### READING PASSAGE
== Segment start ==

GAZA CITY, Gaza Strip (AP) – An Israeli tank shell slammed into a tiny Gaza Strip home on Monday, killing a Palestinian woman and four of her children as they prepared to sit down for breakfast, officials and relatives said.
The new violence threatened to hobble Egyptian attempts to bring a cease-fire to the area.
One militant and another unidentified man were also killed in fighting in Beit Hanoun, a northern Gaza border town Palestinian militants frequently use to fire rockets and mortars at southern Israel.
Palestinian medics identified the dead children as sisters Rudina and Hana Abu Meatak, ages 6 and 3; and their brothers, Saleh, 4 , and Mousad, 15 months. Their mother, Miyasar, was in her late 30s. Her two older children were critically wounded in the strike, the officials said.
The Israeli military said forces entered the town early Monday after gunmen approached a border patrol. During ensuing clashes between gunmen and Israeli forces, tank shells were fired, and one struck the Abu Meatak home. The force of the blast scattered clothes and other household items outside the two-room home. A single white children’s shoe, flattened by the explosion, lay on the ground near a blue pair of shorts covered in sand. A green baby chair also sat outside, one end bent by the force of the blast.
A large crowd of people gathered outside, milling about as rescue crews cleaned up the debris and bloodstains in the sand.
“What a black day. They killed my family,” said Ahmad Abu Meatak, father of the children, wailing outside the local hospital where the bodies were taken. Abu Meatak, dressed in a traditional Arab white robe and headcovering, said he was on his way to a nearby market to shop when the tank shell hit.
Beit Hanoun farmer Omar Abdel Nabi said he was driving his tractor in a nearby field when two or three explosions shook the ground.
“People were screaming that a tank shell landed in the next street,” he told The Associated Press. “I carried two people covered in blood out of a house.”
At the hospital morgue, distraught family members and medics stood over the bodies, crying and flailing their hands in the air.
“I feel sick. I want to throw up the blood that is boiling inside me, into the face of the occupation,” said Ibrahim Abu Meatak, the children’s 24-year-old half-brother. He said the mother was fixing breakfast for the family when the tank shell struck.
Israeli officials said they were investigating the incident, but made clear that they held Gaza’s Hamas rulers responsible for the bloodshed. Israel says Hamas permits militants to carry out attacks from residential areas, putting civilians at risk when Israel strikes back. “We see Hamas as responsible for everything that happens there, for all injuries,” Defense Minister Ehud Barak said during a tour of an Israeli weapons factory. “The army is acting, and will continue to act, against Hamas, including inside the Gaza Strip. Hamas is also responsible, by way of its activity within the civilian population, for part of the casualties among uninvolved civilians.”

== Segment end ==

### RECORD SET

== Segment start ==

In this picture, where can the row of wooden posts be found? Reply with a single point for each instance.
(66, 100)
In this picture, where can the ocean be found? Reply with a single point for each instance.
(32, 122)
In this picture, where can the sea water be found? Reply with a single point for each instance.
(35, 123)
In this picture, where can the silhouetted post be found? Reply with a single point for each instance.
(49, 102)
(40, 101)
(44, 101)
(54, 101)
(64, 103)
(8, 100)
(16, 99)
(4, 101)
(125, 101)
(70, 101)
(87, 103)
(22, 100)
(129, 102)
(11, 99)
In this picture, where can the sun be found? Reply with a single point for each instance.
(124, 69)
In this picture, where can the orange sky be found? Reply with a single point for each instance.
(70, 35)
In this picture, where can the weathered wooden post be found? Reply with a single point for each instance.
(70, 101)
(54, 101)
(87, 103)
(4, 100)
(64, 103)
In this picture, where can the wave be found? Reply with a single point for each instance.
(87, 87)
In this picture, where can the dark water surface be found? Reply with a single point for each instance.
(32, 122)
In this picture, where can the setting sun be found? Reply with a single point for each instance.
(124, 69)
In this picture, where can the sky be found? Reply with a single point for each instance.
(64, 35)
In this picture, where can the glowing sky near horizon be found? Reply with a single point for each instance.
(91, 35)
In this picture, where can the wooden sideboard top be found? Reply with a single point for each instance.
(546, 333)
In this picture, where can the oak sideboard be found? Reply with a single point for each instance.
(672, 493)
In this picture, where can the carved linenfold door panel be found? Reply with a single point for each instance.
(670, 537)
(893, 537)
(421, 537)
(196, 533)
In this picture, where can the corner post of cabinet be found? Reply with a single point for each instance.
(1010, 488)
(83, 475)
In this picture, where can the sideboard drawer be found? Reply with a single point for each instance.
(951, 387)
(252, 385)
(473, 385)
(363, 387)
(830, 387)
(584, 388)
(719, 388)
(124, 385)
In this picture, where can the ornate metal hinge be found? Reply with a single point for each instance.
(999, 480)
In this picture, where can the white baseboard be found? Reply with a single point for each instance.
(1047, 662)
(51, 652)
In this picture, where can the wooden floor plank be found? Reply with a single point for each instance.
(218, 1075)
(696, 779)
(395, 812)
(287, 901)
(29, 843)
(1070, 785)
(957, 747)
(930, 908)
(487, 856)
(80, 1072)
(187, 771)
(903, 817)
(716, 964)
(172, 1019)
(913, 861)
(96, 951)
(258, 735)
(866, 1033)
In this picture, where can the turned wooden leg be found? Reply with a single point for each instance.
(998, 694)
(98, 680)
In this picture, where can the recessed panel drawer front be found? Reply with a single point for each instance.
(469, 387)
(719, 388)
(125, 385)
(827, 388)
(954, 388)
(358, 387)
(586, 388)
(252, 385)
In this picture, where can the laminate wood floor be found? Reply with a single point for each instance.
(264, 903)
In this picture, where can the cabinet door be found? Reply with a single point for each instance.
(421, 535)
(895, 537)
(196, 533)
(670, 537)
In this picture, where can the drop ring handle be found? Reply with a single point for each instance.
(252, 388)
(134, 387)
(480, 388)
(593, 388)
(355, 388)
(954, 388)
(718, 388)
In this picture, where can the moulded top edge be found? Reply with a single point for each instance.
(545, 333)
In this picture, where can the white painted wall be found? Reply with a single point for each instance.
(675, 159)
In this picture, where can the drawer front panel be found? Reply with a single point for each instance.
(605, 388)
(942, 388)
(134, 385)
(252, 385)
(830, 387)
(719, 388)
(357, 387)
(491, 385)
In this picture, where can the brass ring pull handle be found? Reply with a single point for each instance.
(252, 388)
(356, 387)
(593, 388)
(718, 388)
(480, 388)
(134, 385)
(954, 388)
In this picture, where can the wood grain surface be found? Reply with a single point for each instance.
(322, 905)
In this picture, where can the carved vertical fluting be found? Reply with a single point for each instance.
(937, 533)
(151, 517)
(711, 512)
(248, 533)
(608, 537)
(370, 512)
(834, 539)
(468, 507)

== Segment end ==
== Segment start ==

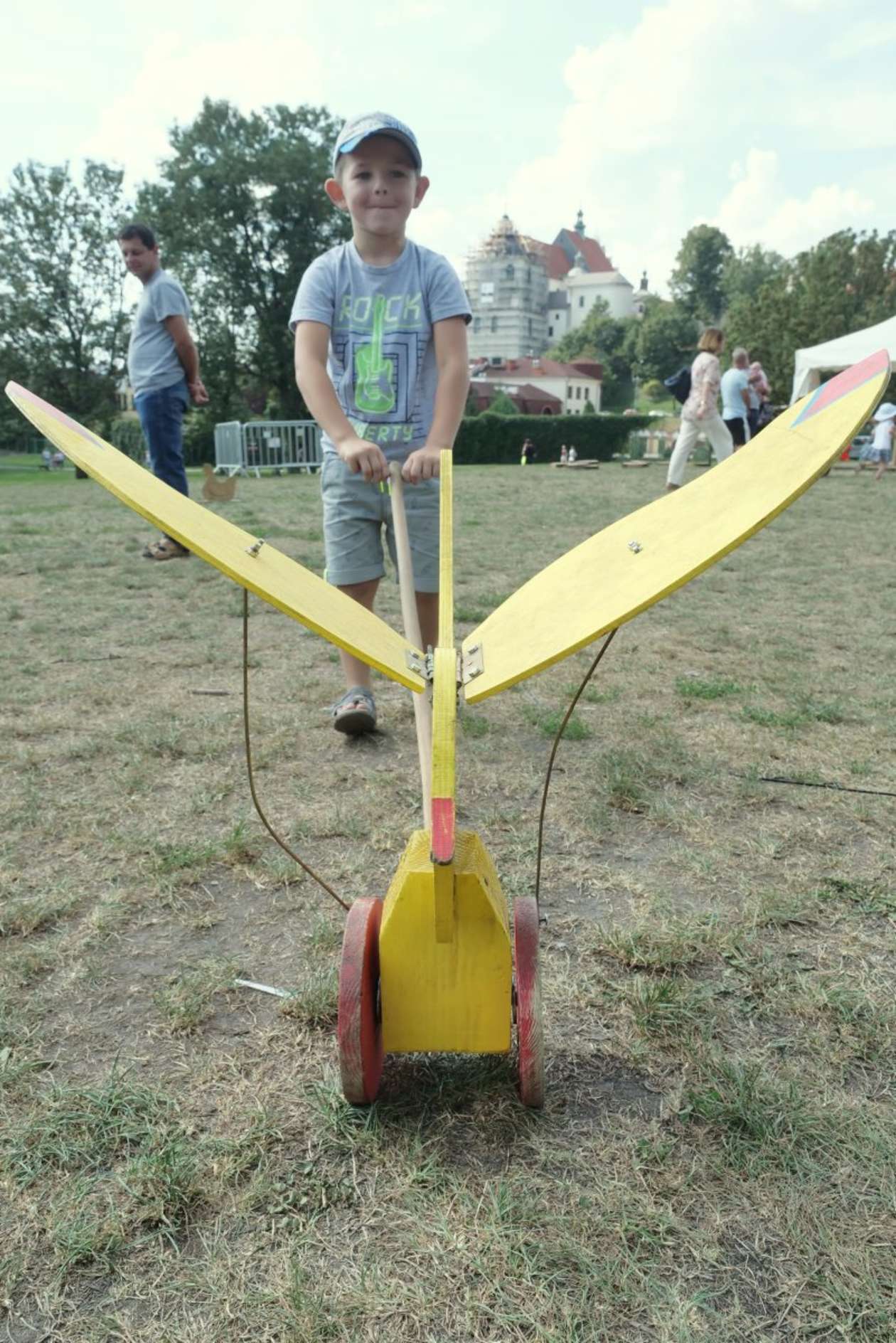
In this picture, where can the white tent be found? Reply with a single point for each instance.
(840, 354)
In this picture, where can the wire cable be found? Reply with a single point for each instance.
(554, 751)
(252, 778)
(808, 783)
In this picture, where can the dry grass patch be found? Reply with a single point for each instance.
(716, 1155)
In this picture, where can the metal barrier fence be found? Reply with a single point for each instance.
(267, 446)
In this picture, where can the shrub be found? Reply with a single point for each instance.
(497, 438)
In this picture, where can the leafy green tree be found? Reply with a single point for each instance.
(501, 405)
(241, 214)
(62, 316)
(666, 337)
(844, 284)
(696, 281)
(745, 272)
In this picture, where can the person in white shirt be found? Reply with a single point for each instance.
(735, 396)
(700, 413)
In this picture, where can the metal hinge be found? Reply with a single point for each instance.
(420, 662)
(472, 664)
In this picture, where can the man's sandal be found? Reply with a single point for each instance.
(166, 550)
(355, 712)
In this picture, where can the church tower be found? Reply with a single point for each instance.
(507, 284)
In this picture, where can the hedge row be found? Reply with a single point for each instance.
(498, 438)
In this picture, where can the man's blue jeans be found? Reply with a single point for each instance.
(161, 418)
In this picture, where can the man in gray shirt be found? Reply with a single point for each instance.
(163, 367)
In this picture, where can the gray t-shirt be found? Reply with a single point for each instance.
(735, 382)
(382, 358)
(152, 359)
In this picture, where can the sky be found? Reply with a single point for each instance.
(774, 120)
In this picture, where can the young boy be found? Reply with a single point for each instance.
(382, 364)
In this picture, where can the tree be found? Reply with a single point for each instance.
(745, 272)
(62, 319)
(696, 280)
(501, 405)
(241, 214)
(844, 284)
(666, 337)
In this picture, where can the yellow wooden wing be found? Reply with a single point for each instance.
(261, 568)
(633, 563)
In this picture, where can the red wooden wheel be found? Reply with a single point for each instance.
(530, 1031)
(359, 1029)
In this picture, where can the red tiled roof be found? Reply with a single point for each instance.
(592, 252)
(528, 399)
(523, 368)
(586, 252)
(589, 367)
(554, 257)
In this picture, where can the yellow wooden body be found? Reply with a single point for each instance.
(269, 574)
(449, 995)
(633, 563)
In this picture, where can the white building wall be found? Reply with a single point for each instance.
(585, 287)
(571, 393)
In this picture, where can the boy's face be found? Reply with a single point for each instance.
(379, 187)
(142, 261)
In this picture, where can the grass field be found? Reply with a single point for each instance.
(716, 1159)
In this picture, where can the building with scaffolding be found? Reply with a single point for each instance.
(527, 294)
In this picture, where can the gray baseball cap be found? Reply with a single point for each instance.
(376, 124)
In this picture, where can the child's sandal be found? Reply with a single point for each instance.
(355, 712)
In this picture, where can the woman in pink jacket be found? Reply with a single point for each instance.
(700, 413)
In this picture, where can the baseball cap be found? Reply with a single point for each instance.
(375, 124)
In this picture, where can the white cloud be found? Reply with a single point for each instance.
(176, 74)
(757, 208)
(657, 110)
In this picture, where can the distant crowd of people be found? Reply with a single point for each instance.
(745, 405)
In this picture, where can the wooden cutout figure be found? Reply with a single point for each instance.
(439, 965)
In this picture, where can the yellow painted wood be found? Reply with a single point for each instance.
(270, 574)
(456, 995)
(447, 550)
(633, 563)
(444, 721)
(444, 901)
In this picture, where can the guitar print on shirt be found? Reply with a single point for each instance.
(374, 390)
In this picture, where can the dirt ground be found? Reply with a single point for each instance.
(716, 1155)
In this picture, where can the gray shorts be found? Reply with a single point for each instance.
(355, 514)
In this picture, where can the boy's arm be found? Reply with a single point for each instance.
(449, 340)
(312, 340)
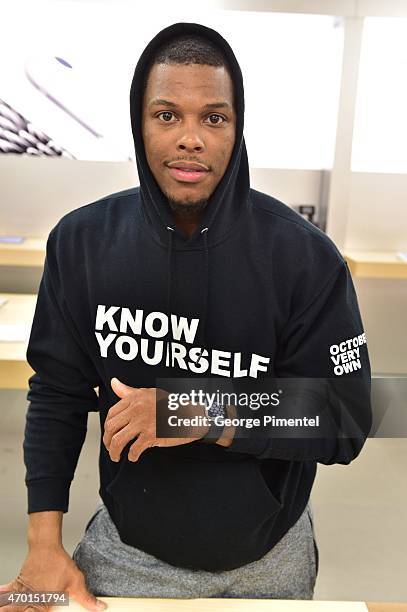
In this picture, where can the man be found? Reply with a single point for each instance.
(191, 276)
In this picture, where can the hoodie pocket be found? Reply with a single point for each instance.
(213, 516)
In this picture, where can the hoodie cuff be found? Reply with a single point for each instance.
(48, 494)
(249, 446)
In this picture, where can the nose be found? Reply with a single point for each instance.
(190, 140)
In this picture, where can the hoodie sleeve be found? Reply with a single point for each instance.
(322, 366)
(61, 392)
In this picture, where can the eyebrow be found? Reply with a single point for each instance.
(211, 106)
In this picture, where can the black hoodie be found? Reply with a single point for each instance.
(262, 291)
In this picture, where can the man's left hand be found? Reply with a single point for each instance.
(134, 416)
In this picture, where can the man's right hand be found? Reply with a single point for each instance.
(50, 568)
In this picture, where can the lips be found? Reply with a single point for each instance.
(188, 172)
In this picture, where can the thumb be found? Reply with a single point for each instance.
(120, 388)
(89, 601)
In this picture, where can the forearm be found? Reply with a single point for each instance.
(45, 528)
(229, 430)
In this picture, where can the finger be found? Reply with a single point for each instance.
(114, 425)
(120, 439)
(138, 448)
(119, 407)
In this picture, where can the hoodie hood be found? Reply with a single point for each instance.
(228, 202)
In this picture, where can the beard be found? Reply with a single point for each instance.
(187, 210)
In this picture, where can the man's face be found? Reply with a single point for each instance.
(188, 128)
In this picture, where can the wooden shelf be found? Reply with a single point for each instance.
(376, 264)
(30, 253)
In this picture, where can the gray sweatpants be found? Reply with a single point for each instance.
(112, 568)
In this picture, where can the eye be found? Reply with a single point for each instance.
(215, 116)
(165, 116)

== Segment end ==
== Segment start ==

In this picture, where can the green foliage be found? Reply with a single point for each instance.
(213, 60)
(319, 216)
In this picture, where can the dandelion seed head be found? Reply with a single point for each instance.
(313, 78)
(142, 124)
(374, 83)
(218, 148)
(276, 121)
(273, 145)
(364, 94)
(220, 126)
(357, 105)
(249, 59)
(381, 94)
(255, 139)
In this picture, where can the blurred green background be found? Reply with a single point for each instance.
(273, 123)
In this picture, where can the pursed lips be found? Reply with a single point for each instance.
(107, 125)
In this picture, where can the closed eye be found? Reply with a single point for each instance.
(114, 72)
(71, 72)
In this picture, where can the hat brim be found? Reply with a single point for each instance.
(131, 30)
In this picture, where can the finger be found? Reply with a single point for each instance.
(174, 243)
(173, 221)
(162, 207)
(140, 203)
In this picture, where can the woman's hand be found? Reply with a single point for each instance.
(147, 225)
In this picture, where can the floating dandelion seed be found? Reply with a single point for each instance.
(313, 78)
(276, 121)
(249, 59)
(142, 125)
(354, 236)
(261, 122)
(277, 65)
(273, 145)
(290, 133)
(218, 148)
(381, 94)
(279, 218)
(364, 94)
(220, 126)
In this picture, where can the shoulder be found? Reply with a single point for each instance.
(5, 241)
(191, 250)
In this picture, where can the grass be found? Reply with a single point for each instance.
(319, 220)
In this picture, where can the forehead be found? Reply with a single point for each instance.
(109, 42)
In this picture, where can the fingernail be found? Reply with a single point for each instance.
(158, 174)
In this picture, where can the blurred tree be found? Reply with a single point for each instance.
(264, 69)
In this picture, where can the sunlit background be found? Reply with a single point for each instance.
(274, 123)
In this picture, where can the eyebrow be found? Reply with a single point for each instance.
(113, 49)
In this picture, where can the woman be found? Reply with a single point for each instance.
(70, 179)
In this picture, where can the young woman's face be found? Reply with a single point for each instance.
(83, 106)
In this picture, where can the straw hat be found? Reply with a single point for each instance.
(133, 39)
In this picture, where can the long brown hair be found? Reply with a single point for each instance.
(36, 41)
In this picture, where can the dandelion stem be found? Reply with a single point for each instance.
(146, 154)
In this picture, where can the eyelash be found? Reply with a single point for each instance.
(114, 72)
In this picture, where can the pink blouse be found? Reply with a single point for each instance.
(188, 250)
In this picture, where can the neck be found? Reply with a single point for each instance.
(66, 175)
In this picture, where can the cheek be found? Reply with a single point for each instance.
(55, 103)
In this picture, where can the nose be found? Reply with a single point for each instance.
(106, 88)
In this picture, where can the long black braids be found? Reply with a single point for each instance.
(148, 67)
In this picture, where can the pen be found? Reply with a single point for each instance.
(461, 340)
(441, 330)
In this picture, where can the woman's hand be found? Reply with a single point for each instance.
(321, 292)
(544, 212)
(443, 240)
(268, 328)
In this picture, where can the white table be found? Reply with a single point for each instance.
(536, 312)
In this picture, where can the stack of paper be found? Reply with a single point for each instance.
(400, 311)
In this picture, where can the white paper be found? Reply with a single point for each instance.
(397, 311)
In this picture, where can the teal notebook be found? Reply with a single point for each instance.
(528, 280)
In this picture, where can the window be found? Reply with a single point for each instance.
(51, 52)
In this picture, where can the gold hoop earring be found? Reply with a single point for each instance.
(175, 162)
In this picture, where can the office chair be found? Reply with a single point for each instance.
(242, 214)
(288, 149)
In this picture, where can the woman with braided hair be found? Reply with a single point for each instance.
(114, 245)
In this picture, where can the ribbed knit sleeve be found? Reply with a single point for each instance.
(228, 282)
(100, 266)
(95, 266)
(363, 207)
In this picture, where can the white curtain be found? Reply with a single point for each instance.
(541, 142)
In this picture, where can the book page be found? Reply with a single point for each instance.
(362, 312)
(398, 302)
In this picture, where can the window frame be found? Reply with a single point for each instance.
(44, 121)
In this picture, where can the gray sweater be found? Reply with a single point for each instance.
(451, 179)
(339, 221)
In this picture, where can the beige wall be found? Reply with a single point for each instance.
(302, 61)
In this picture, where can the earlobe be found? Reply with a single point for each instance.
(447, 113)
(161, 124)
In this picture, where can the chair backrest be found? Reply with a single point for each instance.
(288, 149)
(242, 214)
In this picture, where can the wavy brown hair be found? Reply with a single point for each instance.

== Segment end ==

### EXERCISE DIRECTIONS
Retype the passage from the Gaza news report, starting at "The new violence" and ending at "at southern Israel.".

### TASK ANSWER
The new violence threatened to hobble Egyptian attempts to bring a cease-fire to the area.
One militant and another unidentified man were also killed in fighting in Beit Hanoun, a northern Gaza border town Palestinian militants frequently use to fire rockets and mortars at southern Israel.